Stored data
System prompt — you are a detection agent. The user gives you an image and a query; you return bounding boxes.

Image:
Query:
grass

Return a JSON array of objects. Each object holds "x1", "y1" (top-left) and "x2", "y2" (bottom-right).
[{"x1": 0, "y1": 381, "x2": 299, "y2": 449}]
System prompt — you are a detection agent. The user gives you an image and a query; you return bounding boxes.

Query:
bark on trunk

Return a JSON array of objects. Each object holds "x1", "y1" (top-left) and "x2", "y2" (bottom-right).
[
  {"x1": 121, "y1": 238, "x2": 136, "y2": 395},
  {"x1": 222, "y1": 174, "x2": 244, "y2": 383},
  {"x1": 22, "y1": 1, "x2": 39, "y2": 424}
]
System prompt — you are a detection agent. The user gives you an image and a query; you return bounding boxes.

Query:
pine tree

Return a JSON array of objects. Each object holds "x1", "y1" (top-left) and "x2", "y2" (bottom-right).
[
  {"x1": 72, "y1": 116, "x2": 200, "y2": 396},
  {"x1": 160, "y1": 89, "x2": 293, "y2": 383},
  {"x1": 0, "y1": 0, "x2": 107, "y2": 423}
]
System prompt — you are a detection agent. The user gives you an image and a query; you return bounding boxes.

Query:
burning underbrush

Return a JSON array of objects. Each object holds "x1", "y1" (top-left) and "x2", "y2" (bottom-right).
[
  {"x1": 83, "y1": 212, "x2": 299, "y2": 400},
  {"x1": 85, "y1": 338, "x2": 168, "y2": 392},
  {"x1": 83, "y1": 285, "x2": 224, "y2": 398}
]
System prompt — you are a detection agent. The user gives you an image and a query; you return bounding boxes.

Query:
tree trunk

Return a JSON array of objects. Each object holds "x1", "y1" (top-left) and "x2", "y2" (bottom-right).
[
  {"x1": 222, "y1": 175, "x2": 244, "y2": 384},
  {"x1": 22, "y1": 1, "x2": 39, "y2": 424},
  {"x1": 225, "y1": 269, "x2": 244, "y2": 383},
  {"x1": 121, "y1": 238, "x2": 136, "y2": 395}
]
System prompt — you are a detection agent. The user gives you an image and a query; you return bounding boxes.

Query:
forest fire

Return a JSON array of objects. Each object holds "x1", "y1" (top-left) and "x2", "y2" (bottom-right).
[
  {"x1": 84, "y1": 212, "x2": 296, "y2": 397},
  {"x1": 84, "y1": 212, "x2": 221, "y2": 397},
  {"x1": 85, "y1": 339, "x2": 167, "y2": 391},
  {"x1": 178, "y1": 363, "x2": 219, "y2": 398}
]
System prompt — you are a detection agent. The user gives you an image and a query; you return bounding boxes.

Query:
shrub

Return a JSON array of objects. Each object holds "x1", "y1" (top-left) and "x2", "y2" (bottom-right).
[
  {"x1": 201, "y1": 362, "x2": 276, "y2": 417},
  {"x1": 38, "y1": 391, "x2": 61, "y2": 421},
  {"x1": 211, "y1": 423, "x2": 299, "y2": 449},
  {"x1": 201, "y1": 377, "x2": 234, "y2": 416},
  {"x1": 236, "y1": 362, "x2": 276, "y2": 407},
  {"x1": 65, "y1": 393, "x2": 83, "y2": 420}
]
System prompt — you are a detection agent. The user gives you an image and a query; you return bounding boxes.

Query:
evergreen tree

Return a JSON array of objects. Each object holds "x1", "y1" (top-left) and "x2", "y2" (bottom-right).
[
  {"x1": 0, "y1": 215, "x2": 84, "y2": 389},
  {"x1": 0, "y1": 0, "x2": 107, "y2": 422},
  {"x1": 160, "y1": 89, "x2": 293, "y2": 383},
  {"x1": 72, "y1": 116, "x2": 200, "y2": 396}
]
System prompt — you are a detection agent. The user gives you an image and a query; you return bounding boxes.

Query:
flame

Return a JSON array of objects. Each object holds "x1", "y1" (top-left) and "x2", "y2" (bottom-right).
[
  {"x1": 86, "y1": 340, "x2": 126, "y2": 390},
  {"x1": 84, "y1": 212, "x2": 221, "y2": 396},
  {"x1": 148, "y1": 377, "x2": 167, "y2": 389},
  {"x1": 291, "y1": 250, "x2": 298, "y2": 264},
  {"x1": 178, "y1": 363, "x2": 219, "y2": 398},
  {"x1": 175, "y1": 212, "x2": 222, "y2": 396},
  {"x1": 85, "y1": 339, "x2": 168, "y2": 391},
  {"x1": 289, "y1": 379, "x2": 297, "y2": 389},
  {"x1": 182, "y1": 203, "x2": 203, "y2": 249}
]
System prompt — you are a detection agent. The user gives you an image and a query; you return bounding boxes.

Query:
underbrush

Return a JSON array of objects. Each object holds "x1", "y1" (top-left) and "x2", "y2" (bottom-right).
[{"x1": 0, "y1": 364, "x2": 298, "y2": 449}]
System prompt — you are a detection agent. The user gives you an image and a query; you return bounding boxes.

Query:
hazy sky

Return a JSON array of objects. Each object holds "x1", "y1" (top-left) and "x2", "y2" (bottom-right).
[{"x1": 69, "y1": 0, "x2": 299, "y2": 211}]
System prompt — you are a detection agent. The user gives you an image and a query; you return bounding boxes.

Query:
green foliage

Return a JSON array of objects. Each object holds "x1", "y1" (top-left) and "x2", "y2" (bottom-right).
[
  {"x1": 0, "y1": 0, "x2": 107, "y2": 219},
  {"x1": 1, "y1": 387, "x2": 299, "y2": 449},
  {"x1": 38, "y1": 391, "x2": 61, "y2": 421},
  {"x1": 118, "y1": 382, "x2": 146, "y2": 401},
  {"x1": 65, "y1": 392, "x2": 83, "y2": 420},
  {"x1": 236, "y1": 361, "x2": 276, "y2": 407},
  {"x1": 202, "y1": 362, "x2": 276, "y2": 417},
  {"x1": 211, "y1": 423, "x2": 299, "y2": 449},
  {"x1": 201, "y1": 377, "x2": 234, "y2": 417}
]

Assigned task: Copy every line above that holds the word "tree".

Result of this task:
pine tree
tree trunk
evergreen tree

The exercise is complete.